» Action item
Write out every one of the entries below without changing a character, and omit the pictures.

» Record set
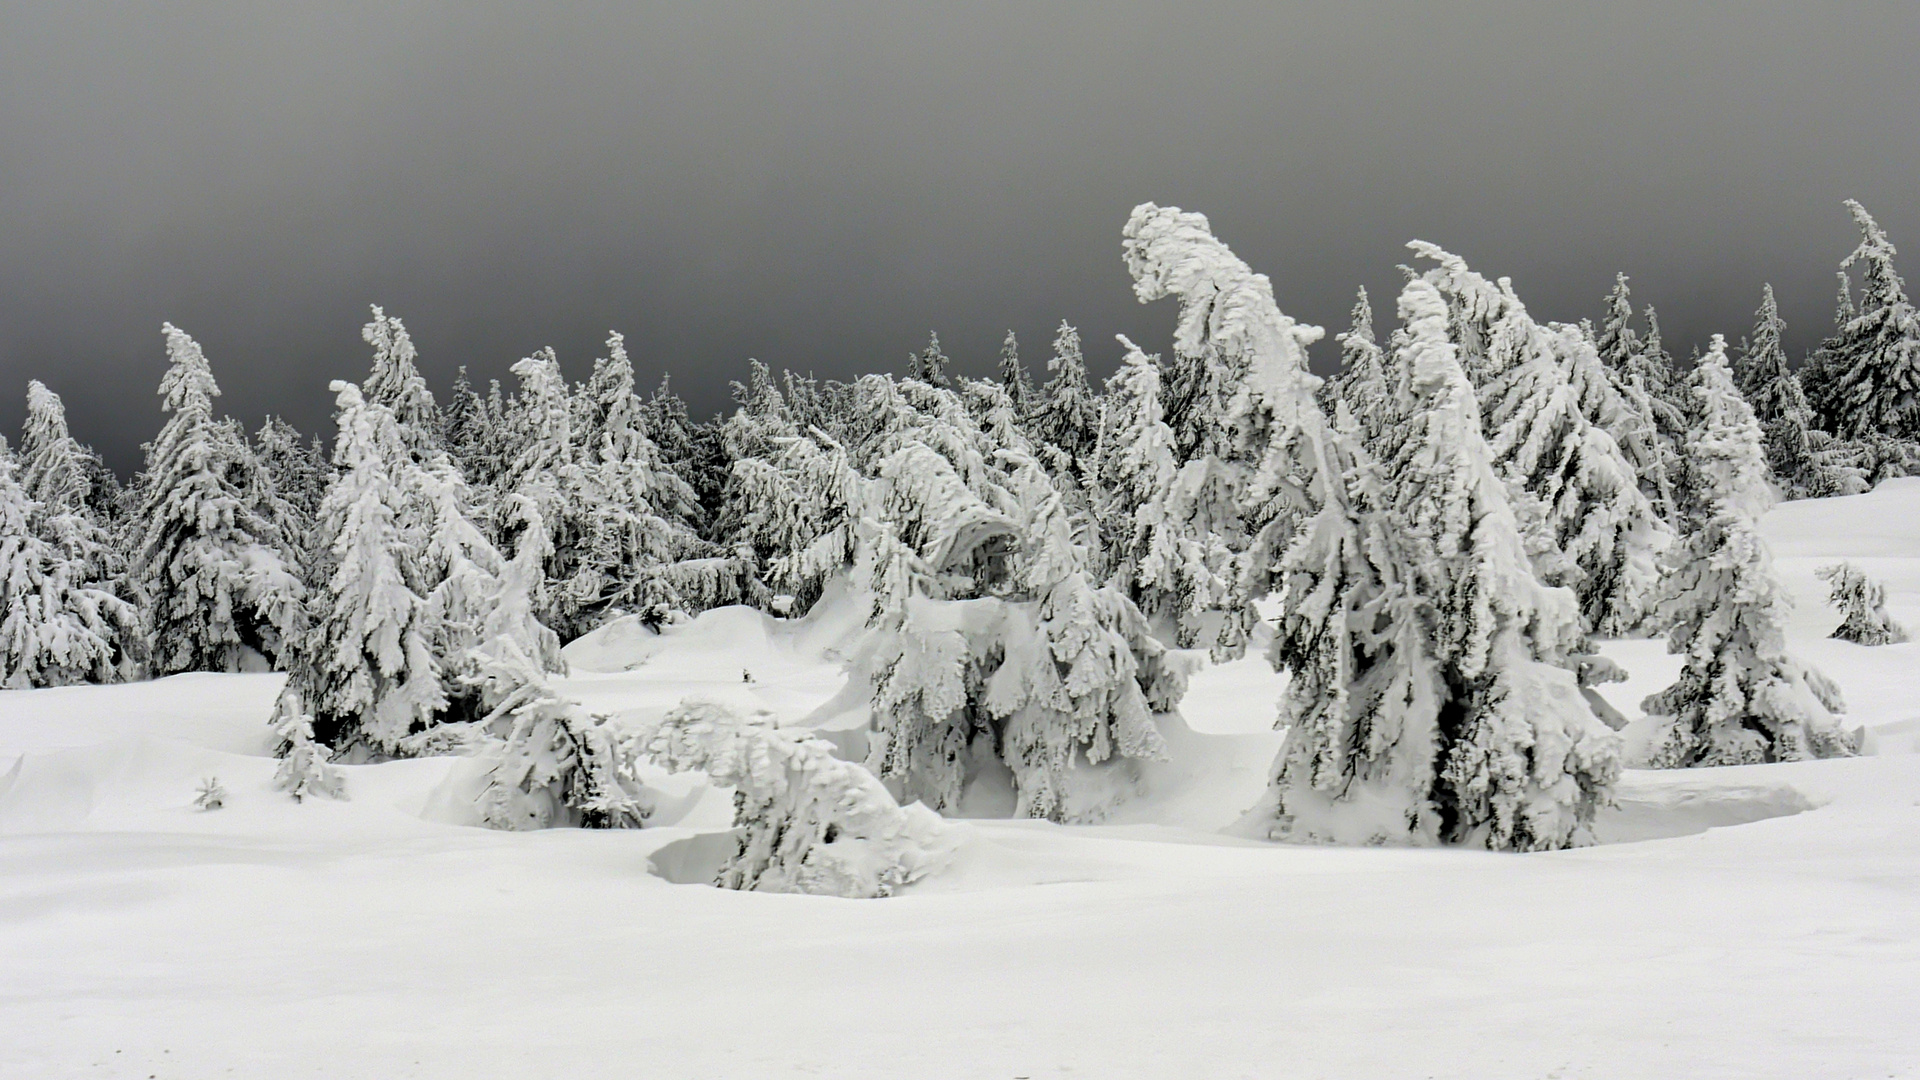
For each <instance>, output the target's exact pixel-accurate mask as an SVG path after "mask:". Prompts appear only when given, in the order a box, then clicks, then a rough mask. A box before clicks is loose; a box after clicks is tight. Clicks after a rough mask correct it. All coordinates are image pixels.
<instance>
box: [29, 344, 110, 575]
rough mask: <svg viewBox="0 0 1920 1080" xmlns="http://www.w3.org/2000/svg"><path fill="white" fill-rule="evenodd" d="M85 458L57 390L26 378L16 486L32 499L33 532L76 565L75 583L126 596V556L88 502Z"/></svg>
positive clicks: (93, 508)
mask: <svg viewBox="0 0 1920 1080" xmlns="http://www.w3.org/2000/svg"><path fill="white" fill-rule="evenodd" d="M90 459H92V452H90V450H86V448H84V446H81V444H79V442H77V440H75V438H73V434H71V432H69V430H67V411H65V405H63V404H61V400H60V394H54V392H52V390H48V388H46V386H44V384H42V382H40V380H38V379H33V380H29V382H27V423H25V427H23V429H21V459H19V484H21V488H23V492H25V496H27V498H29V500H33V503H35V513H33V530H35V532H36V534H38V536H40V538H44V540H48V542H52V544H54V546H56V548H60V552H61V555H63V557H65V559H67V561H71V563H75V573H77V575H79V584H84V586H88V588H100V590H106V592H113V594H117V596H123V598H131V596H132V594H131V592H129V590H127V588H125V575H127V557H125V555H123V553H121V548H119V544H115V540H113V536H111V530H109V527H111V521H109V519H106V517H104V515H102V513H100V511H98V509H96V505H94V500H92V494H94V492H92V486H94V484H92V477H90V471H92V469H90V465H92V461H90Z"/></svg>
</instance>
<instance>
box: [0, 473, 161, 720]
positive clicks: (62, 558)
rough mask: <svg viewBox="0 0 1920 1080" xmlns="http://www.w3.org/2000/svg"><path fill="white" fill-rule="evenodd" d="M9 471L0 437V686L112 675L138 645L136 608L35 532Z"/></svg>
mask: <svg viewBox="0 0 1920 1080" xmlns="http://www.w3.org/2000/svg"><path fill="white" fill-rule="evenodd" d="M15 471H17V465H15V461H13V452H12V448H8V446H6V440H0V688H8V690H25V688H31V686H67V684H73V682H111V680H115V678H117V676H119V675H121V665H123V661H125V659H127V657H129V655H131V651H132V646H136V644H138V634H140V619H138V613H136V611H134V607H132V605H131V603H127V601H125V600H121V598H117V596H113V594H111V592H108V590H106V588H104V586H102V582H98V580H92V578H90V571H88V565H86V563H84V561H83V559H81V557H75V555H73V553H69V552H67V550H65V548H61V546H60V544H52V542H48V540H46V538H42V536H40V534H38V530H36V528H35V519H36V517H38V503H36V502H33V500H31V498H27V492H25V490H23V488H21V484H19V480H17V479H15Z"/></svg>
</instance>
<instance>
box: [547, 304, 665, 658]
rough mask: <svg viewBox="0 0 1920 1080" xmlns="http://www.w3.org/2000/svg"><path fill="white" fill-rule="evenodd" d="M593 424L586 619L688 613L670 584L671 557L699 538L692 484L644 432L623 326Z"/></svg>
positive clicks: (585, 571)
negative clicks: (662, 454)
mask: <svg viewBox="0 0 1920 1080" xmlns="http://www.w3.org/2000/svg"><path fill="white" fill-rule="evenodd" d="M589 390H591V402H589V415H591V423H593V427H591V430H589V444H588V448H586V461H584V463H582V465H584V479H582V480H584V482H582V486H580V490H578V494H576V498H584V500H588V507H586V509H588V525H586V534H584V536H582V552H580V555H578V557H576V559H574V567H572V571H574V575H572V578H570V580H568V582H564V584H563V588H566V590H570V594H572V598H574V601H576V603H578V607H580V611H582V615H584V619H582V623H584V621H589V619H595V617H603V615H605V613H609V611H630V613H637V615H641V617H643V619H645V621H649V623H653V625H659V623H666V621H670V619H674V617H680V615H685V613H687V603H685V601H684V600H682V598H680V596H676V592H674V588H672V573H670V565H672V563H676V561H680V559H682V557H685V555H689V553H693V550H695V546H697V538H695V534H693V528H691V525H689V517H691V515H693V513H695V509H693V503H695V494H693V488H689V486H687V484H685V480H682V479H680V477H678V475H676V473H674V471H672V469H668V467H666V463H664V461H662V457H660V450H659V446H655V442H653V440H651V438H649V436H647V430H645V419H643V405H641V400H639V398H637V396H636V394H634V365H632V363H630V361H628V357H626V342H624V338H622V336H620V334H612V336H611V338H609V340H607V357H603V359H601V361H599V363H595V369H593V382H591V384H589Z"/></svg>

» Result of the exercise
For each <instance>, output the target's exact pixel-accurate mask as an SVG path after "mask:". Prompts appear only when given, in the order a box, then clicks, then a rough mask. A box before clicks is loose; a box after clicks is tight. Clicks after a rough mask correct it. All coordinates are image pixels.
<instance>
box: [29, 344, 110, 575]
rough mask: <svg viewBox="0 0 1920 1080" xmlns="http://www.w3.org/2000/svg"><path fill="white" fill-rule="evenodd" d="M85 458L57 390L26 378L16 486L32 499L33 532L76 565L75 583L126 596V556L88 502Z"/></svg>
positive clicks: (93, 508)
mask: <svg viewBox="0 0 1920 1080" xmlns="http://www.w3.org/2000/svg"><path fill="white" fill-rule="evenodd" d="M90 459H92V452H90V450H86V448H84V446H81V444H79V442H77V440H75V438H73V434H71V432H69V430H67V411H65V405H63V404H61V400H60V394H54V392H52V390H48V388H46V386H44V384H42V382H40V380H38V379H33V380H29V382H27V423H25V427H23V429H21V459H19V484H21V488H23V492H25V496H27V498H29V500H33V503H35V513H33V530H35V532H36V534H38V536H40V538H44V540H48V542H52V544H54V546H56V548H60V552H61V555H63V557H65V559H67V561H71V563H75V573H77V575H79V584H84V586H88V588H100V590H106V592H113V594H117V596H123V598H131V596H132V594H131V592H129V590H127V588H125V575H127V557H125V555H123V553H121V548H119V544H115V540H113V536H111V530H109V527H111V521H109V519H106V517H104V515H102V513H100V511H98V509H96V505H94V500H92V494H94V492H92V486H94V484H92V477H90V471H92V469H90V465H92V461H90Z"/></svg>
</instance>
<instance>
box: [0, 473, 161, 720]
positive clicks: (62, 558)
rough mask: <svg viewBox="0 0 1920 1080" xmlns="http://www.w3.org/2000/svg"><path fill="white" fill-rule="evenodd" d="M9 471L0 437V686L112 675L138 645L136 608L35 532Z"/></svg>
mask: <svg viewBox="0 0 1920 1080" xmlns="http://www.w3.org/2000/svg"><path fill="white" fill-rule="evenodd" d="M15 471H17V465H15V461H13V452H12V448H8V446H6V440H0V688H8V690H25V688H31V686H67V684H73V682H111V680H115V678H117V676H119V675H121V665H123V661H125V659H127V657H129V655H131V651H132V646H136V644H138V634H140V619H138V613H136V611H134V607H132V605H131V603H127V601H125V600H121V598H117V596H113V594H111V592H108V590H106V588H104V586H102V582H98V580H92V578H90V571H88V565H86V563H84V561H83V559H81V557H75V555H73V553H69V552H67V550H65V548H61V546H60V544H52V542H48V540H46V538H42V536H40V534H38V530H36V528H35V519H36V517H38V503H36V502H33V500H31V498H27V492H25V490H23V488H21V484H19V480H17V479H15Z"/></svg>
</instance>
<instance>
box: [547, 304, 665, 658]
rough mask: <svg viewBox="0 0 1920 1080" xmlns="http://www.w3.org/2000/svg"><path fill="white" fill-rule="evenodd" d="M593 424L586 619L688 613L670 584L671 557L699 538L692 484L644 432L623 326Z"/></svg>
positive clicks: (585, 571)
negative clicks: (662, 454)
mask: <svg viewBox="0 0 1920 1080" xmlns="http://www.w3.org/2000/svg"><path fill="white" fill-rule="evenodd" d="M589 390H591V402H589V415H591V423H593V427H591V430H589V444H588V448H586V461H584V463H582V465H584V479H582V480H584V482H582V486H580V490H578V494H576V498H584V500H588V507H586V509H588V525H586V534H584V536H582V552H580V555H578V557H576V559H574V567H572V571H574V575H572V578H570V580H568V582H564V584H563V588H566V590H570V594H572V598H574V601H576V603H578V607H580V611H582V615H584V619H582V623H584V621H589V619H595V617H603V615H605V613H609V611H630V613H637V615H641V617H643V619H645V621H649V623H653V625H659V623H666V621H670V619H674V617H680V615H685V613H687V603H685V601H684V600H682V598H680V596H676V592H674V588H672V573H670V565H672V563H676V561H680V559H682V557H685V555H689V553H693V550H695V546H697V538H695V534H693V528H691V525H689V517H691V515H693V513H695V509H693V503H695V494H693V488H689V486H687V484H685V480H682V479H680V477H678V475H676V473H674V471H672V469H668V467H666V463H664V461H662V457H660V450H659V446H655V442H653V440H651V438H649V436H647V430H645V419H643V405H641V400H639V398H637V396H636V394H634V365H632V363H630V361H628V357H626V342H624V338H622V336H620V334H612V336H611V338H609V340H607V357H603V359H601V361H599V363H595V369H593V382H591V384H589Z"/></svg>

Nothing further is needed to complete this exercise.